Directions
Copy the material from the line holding "Target: glass lamp base" through the end, both included, and swap "bedspread" for "bed cover" while keeping everything else the same.
* START *
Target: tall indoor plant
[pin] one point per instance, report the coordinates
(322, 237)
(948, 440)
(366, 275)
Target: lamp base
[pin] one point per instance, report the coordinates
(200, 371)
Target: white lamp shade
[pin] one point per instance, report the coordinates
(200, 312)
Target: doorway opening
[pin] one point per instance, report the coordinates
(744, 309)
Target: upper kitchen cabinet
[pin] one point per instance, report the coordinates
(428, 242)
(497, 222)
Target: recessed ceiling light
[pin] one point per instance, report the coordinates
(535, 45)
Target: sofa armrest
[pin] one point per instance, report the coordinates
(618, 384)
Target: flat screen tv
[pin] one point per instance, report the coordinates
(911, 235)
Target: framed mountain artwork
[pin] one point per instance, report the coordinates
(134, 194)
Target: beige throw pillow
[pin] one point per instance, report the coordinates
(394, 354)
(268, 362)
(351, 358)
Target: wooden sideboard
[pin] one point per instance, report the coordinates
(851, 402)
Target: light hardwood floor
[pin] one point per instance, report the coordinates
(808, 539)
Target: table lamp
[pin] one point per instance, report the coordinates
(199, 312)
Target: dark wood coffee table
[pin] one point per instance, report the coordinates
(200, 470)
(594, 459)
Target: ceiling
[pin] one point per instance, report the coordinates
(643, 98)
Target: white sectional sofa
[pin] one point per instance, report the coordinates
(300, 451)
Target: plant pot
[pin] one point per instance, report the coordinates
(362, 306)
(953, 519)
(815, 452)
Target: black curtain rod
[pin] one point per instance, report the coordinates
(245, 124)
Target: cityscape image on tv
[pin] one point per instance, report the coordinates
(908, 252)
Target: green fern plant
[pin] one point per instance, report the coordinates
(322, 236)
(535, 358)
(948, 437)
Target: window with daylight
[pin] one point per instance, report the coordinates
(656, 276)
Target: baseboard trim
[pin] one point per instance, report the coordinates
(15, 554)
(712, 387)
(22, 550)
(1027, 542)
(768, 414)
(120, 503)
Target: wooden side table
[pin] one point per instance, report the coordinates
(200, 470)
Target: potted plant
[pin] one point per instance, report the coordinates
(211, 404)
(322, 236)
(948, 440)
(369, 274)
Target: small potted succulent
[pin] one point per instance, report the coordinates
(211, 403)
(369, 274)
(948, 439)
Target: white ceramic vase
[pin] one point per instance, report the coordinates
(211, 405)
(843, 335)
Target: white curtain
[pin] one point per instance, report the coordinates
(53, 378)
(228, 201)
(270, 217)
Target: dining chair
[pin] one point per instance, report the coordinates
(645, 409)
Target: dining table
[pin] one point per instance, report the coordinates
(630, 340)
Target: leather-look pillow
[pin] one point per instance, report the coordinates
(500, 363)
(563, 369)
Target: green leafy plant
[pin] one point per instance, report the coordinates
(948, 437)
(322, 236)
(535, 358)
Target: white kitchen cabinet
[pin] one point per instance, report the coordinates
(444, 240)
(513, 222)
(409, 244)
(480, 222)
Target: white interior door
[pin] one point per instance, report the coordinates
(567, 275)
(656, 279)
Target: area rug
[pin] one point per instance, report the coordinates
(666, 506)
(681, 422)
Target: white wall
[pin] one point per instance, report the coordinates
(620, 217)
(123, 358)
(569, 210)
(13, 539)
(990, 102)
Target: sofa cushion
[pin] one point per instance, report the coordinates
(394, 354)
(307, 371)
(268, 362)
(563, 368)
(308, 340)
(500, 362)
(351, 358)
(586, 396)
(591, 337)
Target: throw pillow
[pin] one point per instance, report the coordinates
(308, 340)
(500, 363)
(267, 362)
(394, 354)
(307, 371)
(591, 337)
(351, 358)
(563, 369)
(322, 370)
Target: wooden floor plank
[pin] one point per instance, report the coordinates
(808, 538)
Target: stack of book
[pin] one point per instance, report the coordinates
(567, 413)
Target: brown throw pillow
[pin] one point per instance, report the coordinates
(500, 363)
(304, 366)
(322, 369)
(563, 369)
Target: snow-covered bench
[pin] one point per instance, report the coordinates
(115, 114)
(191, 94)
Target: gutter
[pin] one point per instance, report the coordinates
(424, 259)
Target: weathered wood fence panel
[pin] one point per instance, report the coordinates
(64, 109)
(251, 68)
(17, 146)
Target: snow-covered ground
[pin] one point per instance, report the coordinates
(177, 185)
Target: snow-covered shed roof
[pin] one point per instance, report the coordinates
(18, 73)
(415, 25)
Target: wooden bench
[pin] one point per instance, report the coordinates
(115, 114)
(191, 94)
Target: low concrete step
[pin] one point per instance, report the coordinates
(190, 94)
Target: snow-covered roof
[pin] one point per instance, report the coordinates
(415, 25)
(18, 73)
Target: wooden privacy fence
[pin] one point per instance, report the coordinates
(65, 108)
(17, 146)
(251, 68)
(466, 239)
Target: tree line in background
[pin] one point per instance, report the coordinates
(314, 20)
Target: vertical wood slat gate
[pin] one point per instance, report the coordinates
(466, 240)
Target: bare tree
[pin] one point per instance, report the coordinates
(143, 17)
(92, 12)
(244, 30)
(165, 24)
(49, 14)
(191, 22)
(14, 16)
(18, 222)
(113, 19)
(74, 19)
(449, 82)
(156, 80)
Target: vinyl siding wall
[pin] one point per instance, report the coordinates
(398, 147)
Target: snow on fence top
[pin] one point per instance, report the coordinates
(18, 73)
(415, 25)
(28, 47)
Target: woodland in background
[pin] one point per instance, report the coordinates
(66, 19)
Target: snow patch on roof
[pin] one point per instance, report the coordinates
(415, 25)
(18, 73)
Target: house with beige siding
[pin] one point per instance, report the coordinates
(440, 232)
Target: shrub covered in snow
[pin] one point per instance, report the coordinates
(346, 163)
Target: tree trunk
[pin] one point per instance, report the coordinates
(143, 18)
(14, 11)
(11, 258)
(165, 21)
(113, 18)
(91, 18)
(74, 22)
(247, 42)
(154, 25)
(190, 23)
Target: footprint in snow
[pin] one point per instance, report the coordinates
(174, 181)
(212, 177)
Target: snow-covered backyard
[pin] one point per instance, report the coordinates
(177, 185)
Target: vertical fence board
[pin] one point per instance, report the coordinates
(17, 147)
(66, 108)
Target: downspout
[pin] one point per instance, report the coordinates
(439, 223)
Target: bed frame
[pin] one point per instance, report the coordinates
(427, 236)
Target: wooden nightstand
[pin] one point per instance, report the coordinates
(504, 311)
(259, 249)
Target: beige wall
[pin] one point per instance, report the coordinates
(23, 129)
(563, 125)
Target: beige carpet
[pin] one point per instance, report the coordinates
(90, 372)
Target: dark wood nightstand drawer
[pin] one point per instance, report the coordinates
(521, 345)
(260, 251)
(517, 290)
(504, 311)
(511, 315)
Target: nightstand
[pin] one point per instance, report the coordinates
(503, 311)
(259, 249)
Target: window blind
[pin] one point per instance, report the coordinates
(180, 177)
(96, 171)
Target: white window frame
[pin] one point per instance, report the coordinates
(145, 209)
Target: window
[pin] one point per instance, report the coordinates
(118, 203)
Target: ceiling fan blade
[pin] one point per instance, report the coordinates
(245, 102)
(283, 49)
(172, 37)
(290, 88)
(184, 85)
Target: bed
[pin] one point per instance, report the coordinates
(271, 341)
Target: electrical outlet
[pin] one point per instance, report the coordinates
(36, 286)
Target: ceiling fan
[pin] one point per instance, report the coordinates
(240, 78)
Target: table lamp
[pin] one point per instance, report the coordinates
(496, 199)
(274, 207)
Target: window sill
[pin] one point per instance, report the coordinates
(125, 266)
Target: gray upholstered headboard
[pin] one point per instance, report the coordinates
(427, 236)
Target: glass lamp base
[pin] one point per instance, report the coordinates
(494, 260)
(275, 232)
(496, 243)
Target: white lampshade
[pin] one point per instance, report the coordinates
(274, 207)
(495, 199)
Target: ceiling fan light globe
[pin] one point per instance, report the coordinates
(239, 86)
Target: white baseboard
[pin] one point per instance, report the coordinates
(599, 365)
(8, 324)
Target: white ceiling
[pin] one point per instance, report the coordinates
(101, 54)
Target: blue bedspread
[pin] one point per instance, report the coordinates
* END *
Exercise solution
Target: glass lamp base
[pin] one point per instance, report the coordinates
(494, 260)
(275, 232)
(496, 243)
Target: white lampshade
[pin] one point per instance, report the coordinates
(274, 207)
(495, 199)
Target: ceiling fan light globe
[pin] one point per instance, report the coordinates
(239, 86)
Target: white baseboard
[pin] one point per instance, report the coordinates
(599, 365)
(8, 324)
Target: white ceiling
[pin] one point per instance, report the coordinates
(101, 54)
Target: blue bed cover
[pin] one point per instance, report the coordinates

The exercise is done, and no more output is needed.